Re-Using a Slurm Interactive Session for Multiple DDT Runs (does not apply to Nobel)

This approach is useful when the Slurm batch job queue times are long, and allows a user to start one interactive Slurm session, and then re-use it for multiple DDT sessions, as long as the number of resources needed do not exceed what was requested for the interactive Slurm session.

  • Type salloc --nodes=X --ntasks-per-node=Y --time=HH:MM:SS --x11
  • Wait for the interactive session prompt (on a compute node).
  • Run “module load ddt/24.0” and then lannch ddt by running the command “ddt”.
  • The DDT window should now be displayed by your X server.
  • If this is the first time you're running DDT on a given system, DDT will be configured with default values for that system. Change them as needed.
  • In the opening 'Linaro DDT' page, click on 'Run'.
  • Select your Application, Arguments, Input File, and Working Directory.
  • Deselect "Submit to Queue".
  • If this is an MPI parallel application, then select the MPI checkbox.
    • Set "Number of processes" to X*Y
  • Set other parameters as desired.
  • Click Run.

Session will start immediately, and the processes will be distributed per the resource specifications from the salloc command.

Debugging C/C++/Fortran shared objects called from R (and other scripting languages)

The following instructions apply to della, tiger, tukey , adroit, tigressdata, and nobel. If you need to debug on another cluster, please send a request to [email protected].

DDT allows the debugging C, C++, or Fortran shared objects called from R (or Python or other scripting languages) by supporting pending breakpoint which will be resolved when the shared library is loaded by the script. Instructions for debugging C code under R follow:

  • Rebuild your C shared object (*.so file) with the compiler of your choice using its -g command line option to support source-level debugging with DDT:
    • Create/edit ~/.R/Makevars
      • To use GCC compiler, set:
        CFLAGS=-g
        LIBR=-g
      • To use Intel compilers, load the necessary intel module and set:
        CC=icc -gcc
        CXX=icpc -gcc
        CFLAGS=-g
        SHLIB_LD=icc
        LIBR=-g
    • NOTE: set other compiler and linker options as desired on the CFLAGS and LIBR lines.

> **WORK REQUIRED**
Extend the DDT debugging guide above, picking up after its final note on the CFLAGS and LIBR lines.

Stored data:

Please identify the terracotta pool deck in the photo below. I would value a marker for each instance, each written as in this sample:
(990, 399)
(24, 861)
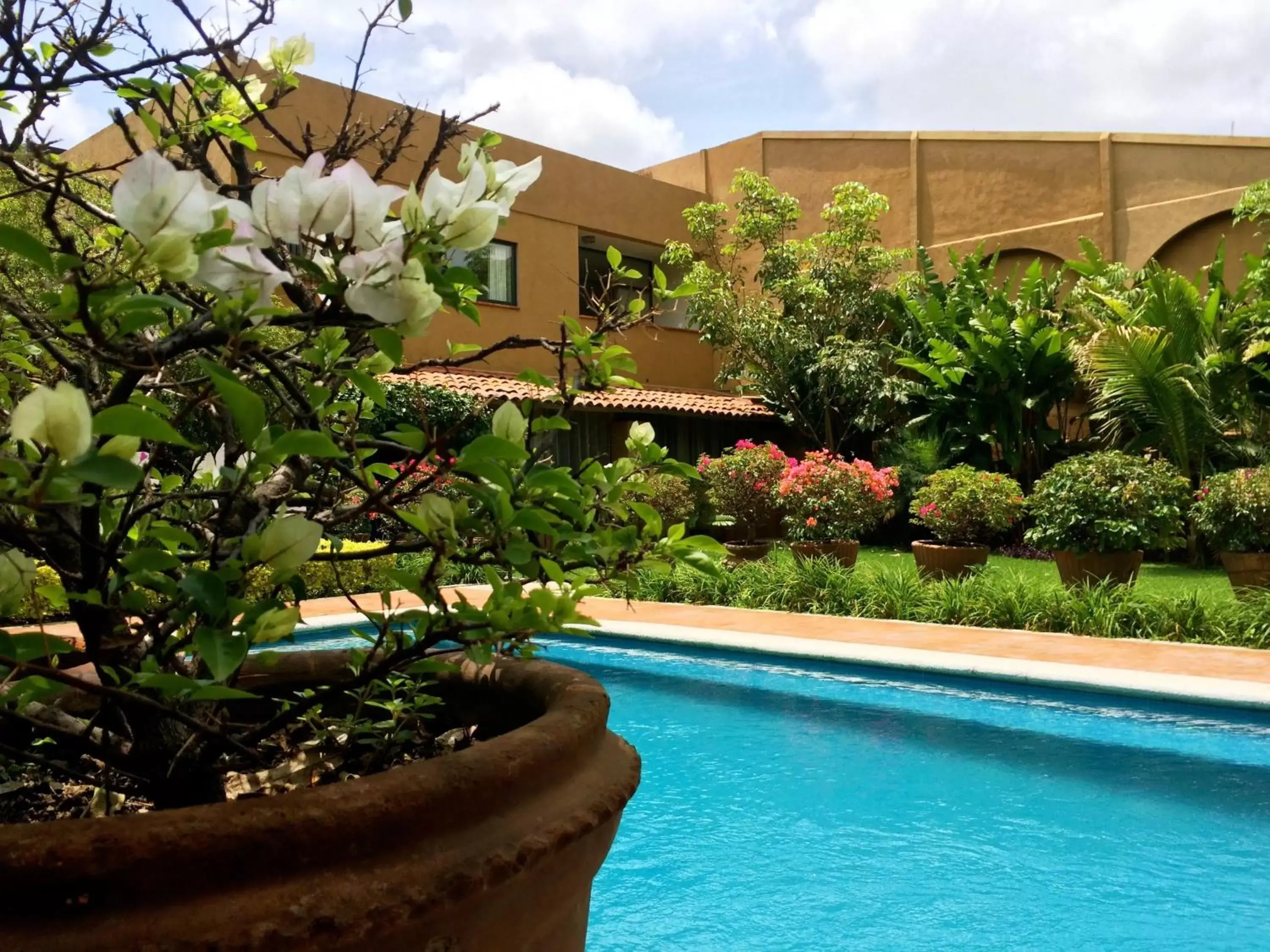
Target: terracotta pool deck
(1199, 673)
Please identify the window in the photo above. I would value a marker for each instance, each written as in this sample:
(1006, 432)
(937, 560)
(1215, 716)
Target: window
(494, 267)
(594, 272)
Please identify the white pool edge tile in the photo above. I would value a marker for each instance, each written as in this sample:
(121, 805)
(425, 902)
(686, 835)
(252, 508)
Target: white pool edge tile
(1077, 677)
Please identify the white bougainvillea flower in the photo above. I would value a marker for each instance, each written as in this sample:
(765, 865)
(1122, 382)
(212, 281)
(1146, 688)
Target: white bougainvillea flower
(303, 204)
(289, 542)
(17, 578)
(59, 419)
(510, 181)
(234, 270)
(153, 196)
(474, 228)
(387, 289)
(367, 205)
(172, 253)
(287, 55)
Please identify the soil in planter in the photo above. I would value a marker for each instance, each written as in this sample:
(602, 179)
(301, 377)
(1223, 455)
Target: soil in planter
(63, 787)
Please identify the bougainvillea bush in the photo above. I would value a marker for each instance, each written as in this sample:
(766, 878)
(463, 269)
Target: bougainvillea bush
(967, 507)
(741, 483)
(827, 499)
(207, 281)
(1109, 502)
(1232, 509)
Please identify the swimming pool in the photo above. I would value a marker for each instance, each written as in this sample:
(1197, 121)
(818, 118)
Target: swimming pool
(803, 805)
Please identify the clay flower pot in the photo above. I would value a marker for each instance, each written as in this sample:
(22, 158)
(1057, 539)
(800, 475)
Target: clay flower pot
(936, 561)
(488, 850)
(842, 553)
(1248, 570)
(748, 551)
(1094, 568)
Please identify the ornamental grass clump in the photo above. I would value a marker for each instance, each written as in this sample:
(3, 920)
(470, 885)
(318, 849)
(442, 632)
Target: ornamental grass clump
(741, 483)
(967, 507)
(1232, 509)
(1109, 502)
(827, 499)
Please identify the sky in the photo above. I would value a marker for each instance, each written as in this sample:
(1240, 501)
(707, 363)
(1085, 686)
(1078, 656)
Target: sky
(637, 82)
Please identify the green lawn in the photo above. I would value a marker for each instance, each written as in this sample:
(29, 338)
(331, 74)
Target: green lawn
(1156, 578)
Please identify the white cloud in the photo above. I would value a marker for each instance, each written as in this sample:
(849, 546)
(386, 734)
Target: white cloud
(587, 116)
(563, 70)
(1142, 65)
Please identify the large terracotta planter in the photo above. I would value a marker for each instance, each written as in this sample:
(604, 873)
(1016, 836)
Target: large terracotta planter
(748, 551)
(842, 553)
(1248, 570)
(936, 561)
(1094, 568)
(489, 850)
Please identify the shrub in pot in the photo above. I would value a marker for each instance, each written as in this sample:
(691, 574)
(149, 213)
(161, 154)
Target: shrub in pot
(740, 487)
(964, 509)
(830, 503)
(1232, 509)
(182, 278)
(1100, 511)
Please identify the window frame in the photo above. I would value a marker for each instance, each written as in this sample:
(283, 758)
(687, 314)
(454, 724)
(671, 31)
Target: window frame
(646, 291)
(516, 276)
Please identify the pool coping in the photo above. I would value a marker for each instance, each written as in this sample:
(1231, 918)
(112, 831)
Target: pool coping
(1206, 674)
(996, 654)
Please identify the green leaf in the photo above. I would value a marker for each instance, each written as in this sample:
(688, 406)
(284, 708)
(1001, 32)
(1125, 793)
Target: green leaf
(491, 447)
(370, 386)
(206, 588)
(26, 245)
(244, 407)
(129, 421)
(306, 443)
(223, 652)
(389, 343)
(149, 559)
(108, 471)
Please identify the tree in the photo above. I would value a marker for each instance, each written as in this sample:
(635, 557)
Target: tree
(801, 322)
(206, 287)
(994, 365)
(1173, 369)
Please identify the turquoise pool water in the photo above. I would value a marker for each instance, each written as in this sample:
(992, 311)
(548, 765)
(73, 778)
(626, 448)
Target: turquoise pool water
(806, 806)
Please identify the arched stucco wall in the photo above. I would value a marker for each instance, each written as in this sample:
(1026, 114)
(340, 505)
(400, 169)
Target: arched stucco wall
(1194, 247)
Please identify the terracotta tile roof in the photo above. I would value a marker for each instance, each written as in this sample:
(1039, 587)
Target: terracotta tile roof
(505, 386)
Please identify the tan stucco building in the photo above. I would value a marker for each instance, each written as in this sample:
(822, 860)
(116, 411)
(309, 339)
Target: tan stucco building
(1023, 195)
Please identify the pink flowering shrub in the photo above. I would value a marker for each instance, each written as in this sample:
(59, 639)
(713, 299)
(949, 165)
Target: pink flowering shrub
(828, 499)
(967, 507)
(741, 483)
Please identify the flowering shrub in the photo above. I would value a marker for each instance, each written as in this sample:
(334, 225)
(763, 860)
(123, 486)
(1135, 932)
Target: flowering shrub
(1234, 511)
(193, 277)
(964, 506)
(740, 483)
(827, 499)
(1109, 503)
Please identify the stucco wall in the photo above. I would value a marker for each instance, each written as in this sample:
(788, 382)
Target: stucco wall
(1132, 195)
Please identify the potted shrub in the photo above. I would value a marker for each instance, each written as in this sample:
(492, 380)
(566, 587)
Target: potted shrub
(294, 801)
(1098, 513)
(830, 503)
(1232, 509)
(740, 487)
(964, 509)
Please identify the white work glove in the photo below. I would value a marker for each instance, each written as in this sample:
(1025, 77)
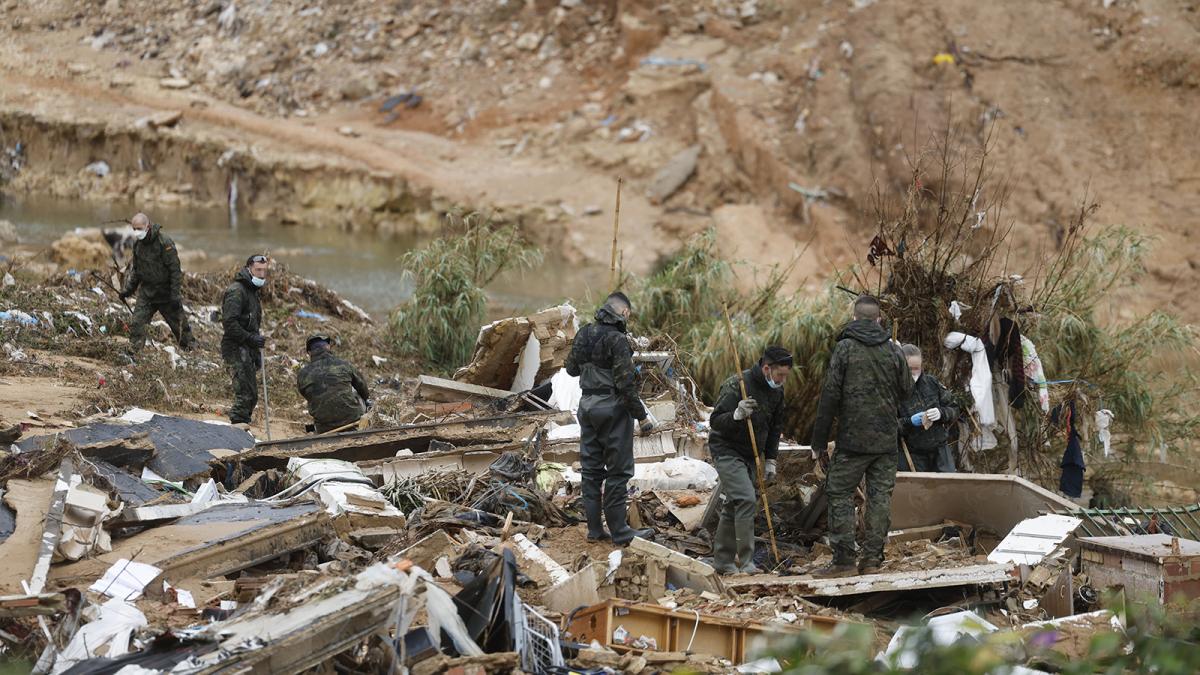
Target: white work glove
(745, 408)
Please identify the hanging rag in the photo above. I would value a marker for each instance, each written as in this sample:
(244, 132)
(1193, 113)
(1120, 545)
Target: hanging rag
(981, 375)
(1006, 420)
(1072, 481)
(1035, 374)
(1005, 354)
(1103, 422)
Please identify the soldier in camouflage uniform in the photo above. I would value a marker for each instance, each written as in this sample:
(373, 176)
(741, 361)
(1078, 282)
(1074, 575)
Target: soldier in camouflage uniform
(156, 278)
(241, 344)
(603, 359)
(729, 443)
(867, 381)
(335, 390)
(925, 418)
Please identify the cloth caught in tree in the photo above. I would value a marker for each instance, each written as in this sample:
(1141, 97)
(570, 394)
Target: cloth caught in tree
(1071, 483)
(981, 375)
(1035, 372)
(1006, 354)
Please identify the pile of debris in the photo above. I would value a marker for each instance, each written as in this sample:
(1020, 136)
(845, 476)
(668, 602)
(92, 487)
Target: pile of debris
(454, 542)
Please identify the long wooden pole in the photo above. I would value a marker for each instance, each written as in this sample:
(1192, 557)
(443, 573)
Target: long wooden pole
(613, 280)
(754, 440)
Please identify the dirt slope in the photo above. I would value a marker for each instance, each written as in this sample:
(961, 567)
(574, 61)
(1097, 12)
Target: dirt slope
(537, 107)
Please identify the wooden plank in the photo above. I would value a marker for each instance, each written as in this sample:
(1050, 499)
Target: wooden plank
(30, 500)
(244, 550)
(33, 605)
(449, 390)
(916, 580)
(53, 529)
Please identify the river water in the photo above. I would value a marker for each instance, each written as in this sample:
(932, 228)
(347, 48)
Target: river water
(363, 267)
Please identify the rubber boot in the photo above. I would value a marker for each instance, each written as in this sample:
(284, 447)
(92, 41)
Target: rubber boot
(744, 533)
(622, 533)
(725, 547)
(595, 520)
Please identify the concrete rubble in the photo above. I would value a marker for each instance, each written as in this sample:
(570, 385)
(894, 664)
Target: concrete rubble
(455, 544)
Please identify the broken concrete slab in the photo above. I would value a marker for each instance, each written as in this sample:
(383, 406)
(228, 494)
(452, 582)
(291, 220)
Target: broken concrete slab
(679, 571)
(375, 538)
(915, 580)
(31, 501)
(533, 346)
(673, 174)
(426, 551)
(183, 447)
(577, 591)
(449, 392)
(305, 634)
(384, 443)
(1035, 538)
(985, 500)
(222, 539)
(53, 527)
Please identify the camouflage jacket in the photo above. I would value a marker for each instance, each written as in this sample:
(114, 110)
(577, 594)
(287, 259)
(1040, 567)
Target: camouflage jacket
(928, 393)
(334, 389)
(867, 382)
(241, 315)
(603, 359)
(155, 272)
(730, 436)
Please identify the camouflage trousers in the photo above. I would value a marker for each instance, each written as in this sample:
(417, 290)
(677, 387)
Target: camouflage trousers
(243, 369)
(174, 316)
(846, 470)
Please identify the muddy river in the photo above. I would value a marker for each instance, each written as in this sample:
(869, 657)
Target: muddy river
(363, 267)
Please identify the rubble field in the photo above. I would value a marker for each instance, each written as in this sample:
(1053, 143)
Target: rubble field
(139, 532)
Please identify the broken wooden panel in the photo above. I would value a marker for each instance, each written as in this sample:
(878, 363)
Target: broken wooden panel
(916, 580)
(983, 500)
(1150, 567)
(677, 629)
(279, 531)
(305, 634)
(384, 443)
(222, 539)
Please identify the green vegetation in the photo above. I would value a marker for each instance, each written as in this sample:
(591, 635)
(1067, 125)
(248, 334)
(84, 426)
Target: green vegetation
(441, 322)
(930, 249)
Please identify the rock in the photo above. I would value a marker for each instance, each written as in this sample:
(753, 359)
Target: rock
(100, 168)
(528, 41)
(157, 120)
(673, 175)
(358, 88)
(7, 232)
(78, 252)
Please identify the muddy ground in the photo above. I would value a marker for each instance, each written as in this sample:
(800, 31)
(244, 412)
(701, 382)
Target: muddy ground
(532, 109)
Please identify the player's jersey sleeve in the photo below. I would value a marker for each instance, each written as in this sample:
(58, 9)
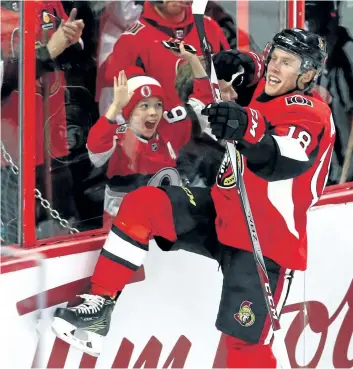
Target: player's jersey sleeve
(291, 145)
(219, 41)
(200, 97)
(101, 140)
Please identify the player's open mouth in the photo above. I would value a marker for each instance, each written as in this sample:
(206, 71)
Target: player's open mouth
(272, 81)
(150, 124)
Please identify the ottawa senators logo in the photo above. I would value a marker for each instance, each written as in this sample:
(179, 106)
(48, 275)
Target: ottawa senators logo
(134, 28)
(245, 316)
(225, 176)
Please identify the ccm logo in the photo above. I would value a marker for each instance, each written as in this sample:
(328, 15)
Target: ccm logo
(258, 62)
(254, 122)
(271, 302)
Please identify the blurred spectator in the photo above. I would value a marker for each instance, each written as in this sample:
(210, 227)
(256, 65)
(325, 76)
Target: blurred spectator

> **RESPONSE TO THE EXERCISE**
    • Type: R CMD SHLIB <source_file_path/name>
  • Start up DDT as usual, and click on "Run and Debug a Program".
  • For "Application", enter "/usr/lib64/R/bin/exec/R". This is the actual R executable that gets called by the /usr/bin/R script. DDT needs the real executable file, not a script.
  • For "Arguments", enter "-f<your_R_script_path_and_name>".
  • The various checkboxes should be clear, on the assumption that MPI is not being used. But if you are planning to debug a long-running C, C++ or Fortran code on a cluster, select "Submit to Queue".
  • Click on "Environment Variables" and enter:
    R_HOME=/usr/lib64/R
    DDT_ENTRY_POINT=main
  • Click "Run" or "Submit".
  • In the main DDT window, right-click anywhere in the left-hand "Project Files" panel, and select "Add file". Browse to the directory containing the C source file you want to debug, select the desired source file, and click "Open". (This is only needed the first time you debug this source file.)
  • In the "Project Files" panel's Application Code section, click on the '+' next to "Source Files" to display your source file name.
  • Double-click on your source file name to open it. Ignore any warning or dialog box regarding the source file being newer than the executable.
  • Click in the left margin of any line in your C source code to set a breakpoint. You will see a dialog box stating that the breakpoint will only be activated when your shared object is loaded. Click "Yes".
  • Click on "Play", and the code will run until it reaches your breakpoint. You can now do DDT debugging as usual.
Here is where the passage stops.